(Records to use)
>> START
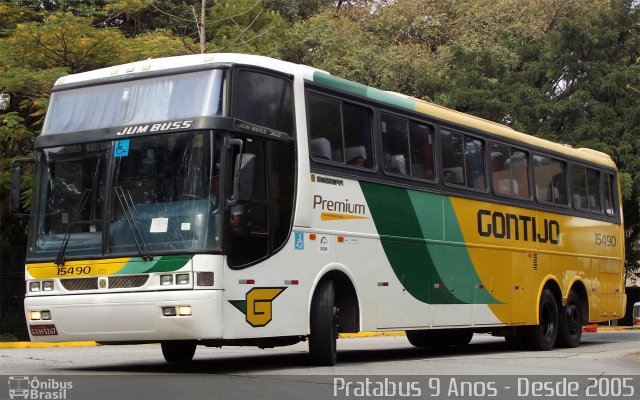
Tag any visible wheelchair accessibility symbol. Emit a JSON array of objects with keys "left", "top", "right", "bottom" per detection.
[
  {"left": 294, "top": 232, "right": 304, "bottom": 250},
  {"left": 113, "top": 139, "right": 130, "bottom": 157}
]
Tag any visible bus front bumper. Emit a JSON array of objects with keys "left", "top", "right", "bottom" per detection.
[{"left": 24, "top": 290, "right": 223, "bottom": 342}]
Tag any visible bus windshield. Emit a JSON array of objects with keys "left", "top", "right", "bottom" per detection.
[
  {"left": 42, "top": 69, "right": 224, "bottom": 135},
  {"left": 28, "top": 131, "right": 222, "bottom": 263}
]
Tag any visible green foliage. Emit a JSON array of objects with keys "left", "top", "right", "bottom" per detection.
[{"left": 206, "top": 0, "right": 287, "bottom": 56}]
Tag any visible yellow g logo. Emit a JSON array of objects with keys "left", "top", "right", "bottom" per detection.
[{"left": 229, "top": 287, "right": 286, "bottom": 328}]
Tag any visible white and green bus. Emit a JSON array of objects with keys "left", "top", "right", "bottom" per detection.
[{"left": 13, "top": 54, "right": 625, "bottom": 365}]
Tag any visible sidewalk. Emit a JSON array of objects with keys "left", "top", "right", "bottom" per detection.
[{"left": 0, "top": 325, "right": 640, "bottom": 349}]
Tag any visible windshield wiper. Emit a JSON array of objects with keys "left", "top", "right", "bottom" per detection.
[
  {"left": 113, "top": 186, "right": 153, "bottom": 261},
  {"left": 56, "top": 158, "right": 102, "bottom": 265},
  {"left": 56, "top": 189, "right": 91, "bottom": 265}
]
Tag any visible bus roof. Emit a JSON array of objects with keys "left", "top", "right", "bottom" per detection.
[{"left": 54, "top": 53, "right": 616, "bottom": 168}]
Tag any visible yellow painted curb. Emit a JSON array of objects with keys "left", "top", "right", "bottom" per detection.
[
  {"left": 0, "top": 342, "right": 96, "bottom": 349},
  {"left": 340, "top": 331, "right": 405, "bottom": 339},
  {"left": 598, "top": 325, "right": 640, "bottom": 331}
]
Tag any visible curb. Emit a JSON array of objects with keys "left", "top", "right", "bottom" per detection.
[
  {"left": 0, "top": 325, "right": 640, "bottom": 349},
  {"left": 0, "top": 342, "right": 96, "bottom": 349}
]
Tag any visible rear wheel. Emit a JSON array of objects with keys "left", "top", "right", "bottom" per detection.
[
  {"left": 557, "top": 290, "right": 582, "bottom": 347},
  {"left": 160, "top": 341, "right": 196, "bottom": 363},
  {"left": 522, "top": 289, "right": 559, "bottom": 350},
  {"left": 309, "top": 279, "right": 338, "bottom": 365}
]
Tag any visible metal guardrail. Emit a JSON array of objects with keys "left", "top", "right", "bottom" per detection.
[{"left": 0, "top": 246, "right": 29, "bottom": 342}]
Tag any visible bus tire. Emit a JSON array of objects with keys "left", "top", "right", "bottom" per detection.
[
  {"left": 522, "top": 289, "right": 559, "bottom": 351},
  {"left": 556, "top": 290, "right": 582, "bottom": 347},
  {"left": 309, "top": 279, "right": 338, "bottom": 366},
  {"left": 160, "top": 341, "right": 196, "bottom": 363}
]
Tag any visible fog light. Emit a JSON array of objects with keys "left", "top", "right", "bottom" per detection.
[
  {"left": 176, "top": 306, "right": 191, "bottom": 317},
  {"left": 160, "top": 275, "right": 173, "bottom": 286},
  {"left": 196, "top": 272, "right": 213, "bottom": 286},
  {"left": 176, "top": 274, "right": 189, "bottom": 285},
  {"left": 162, "top": 307, "right": 177, "bottom": 317}
]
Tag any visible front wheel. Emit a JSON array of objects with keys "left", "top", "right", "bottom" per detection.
[
  {"left": 557, "top": 290, "right": 582, "bottom": 347},
  {"left": 522, "top": 289, "right": 558, "bottom": 350},
  {"left": 160, "top": 341, "right": 196, "bottom": 363},
  {"left": 309, "top": 279, "right": 338, "bottom": 366}
]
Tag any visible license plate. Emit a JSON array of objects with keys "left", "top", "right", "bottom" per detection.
[{"left": 29, "top": 324, "right": 58, "bottom": 336}]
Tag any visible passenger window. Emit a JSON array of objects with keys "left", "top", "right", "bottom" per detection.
[
  {"left": 571, "top": 165, "right": 601, "bottom": 212},
  {"left": 442, "top": 132, "right": 486, "bottom": 190},
  {"left": 533, "top": 154, "right": 568, "bottom": 205},
  {"left": 380, "top": 114, "right": 434, "bottom": 180},
  {"left": 307, "top": 94, "right": 374, "bottom": 168},
  {"left": 491, "top": 143, "right": 529, "bottom": 199},
  {"left": 604, "top": 174, "right": 616, "bottom": 217},
  {"left": 380, "top": 115, "right": 410, "bottom": 175},
  {"left": 409, "top": 121, "right": 435, "bottom": 181},
  {"left": 233, "top": 70, "right": 294, "bottom": 134}
]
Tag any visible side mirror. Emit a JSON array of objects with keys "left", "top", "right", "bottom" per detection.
[
  {"left": 9, "top": 158, "right": 35, "bottom": 219},
  {"left": 227, "top": 139, "right": 256, "bottom": 207}
]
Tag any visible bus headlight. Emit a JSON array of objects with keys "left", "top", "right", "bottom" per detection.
[
  {"left": 176, "top": 306, "right": 191, "bottom": 317},
  {"left": 196, "top": 272, "right": 213, "bottom": 286}
]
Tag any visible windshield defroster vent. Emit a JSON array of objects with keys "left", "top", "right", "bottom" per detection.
[{"left": 60, "top": 275, "right": 149, "bottom": 291}]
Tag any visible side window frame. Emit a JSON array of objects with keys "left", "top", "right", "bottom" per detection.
[
  {"left": 569, "top": 163, "right": 604, "bottom": 214},
  {"left": 487, "top": 140, "right": 533, "bottom": 201},
  {"left": 531, "top": 152, "right": 571, "bottom": 208},
  {"left": 305, "top": 89, "right": 377, "bottom": 172},
  {"left": 438, "top": 127, "right": 489, "bottom": 193},
  {"left": 601, "top": 171, "right": 619, "bottom": 217},
  {"left": 378, "top": 109, "right": 437, "bottom": 183}
]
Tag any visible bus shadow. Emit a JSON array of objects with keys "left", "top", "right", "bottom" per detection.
[{"left": 51, "top": 341, "right": 560, "bottom": 375}]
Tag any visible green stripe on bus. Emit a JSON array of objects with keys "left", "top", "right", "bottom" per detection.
[
  {"left": 313, "top": 72, "right": 368, "bottom": 97},
  {"left": 313, "top": 72, "right": 416, "bottom": 111},
  {"left": 360, "top": 182, "right": 499, "bottom": 304},
  {"left": 118, "top": 255, "right": 193, "bottom": 275}
]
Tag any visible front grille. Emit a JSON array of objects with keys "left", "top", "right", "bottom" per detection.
[
  {"left": 60, "top": 278, "right": 98, "bottom": 290},
  {"left": 109, "top": 275, "right": 149, "bottom": 289},
  {"left": 60, "top": 275, "right": 149, "bottom": 291}
]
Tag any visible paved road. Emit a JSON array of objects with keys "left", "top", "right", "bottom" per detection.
>> END
(What to work on) Copy out every line of the material, requests included, starting at the line that contains "Tag any visible front grille." and ending at the end of the material. Multiply each coordinate in the answers by 1.2 and round to whole numbers, rounding halves up.

(Solution below)
Tag any visible front grille. Emit a JSON array of objects with keys "left", "top", "right", "bottom" per detection.
[
  {"left": 72, "top": 334, "right": 118, "bottom": 348},
  {"left": 131, "top": 330, "right": 179, "bottom": 347},
  {"left": 72, "top": 330, "right": 179, "bottom": 349}
]
Tag any visible paved road. Emit a JSON array of objects with keys "left", "top", "right", "bottom" per detection.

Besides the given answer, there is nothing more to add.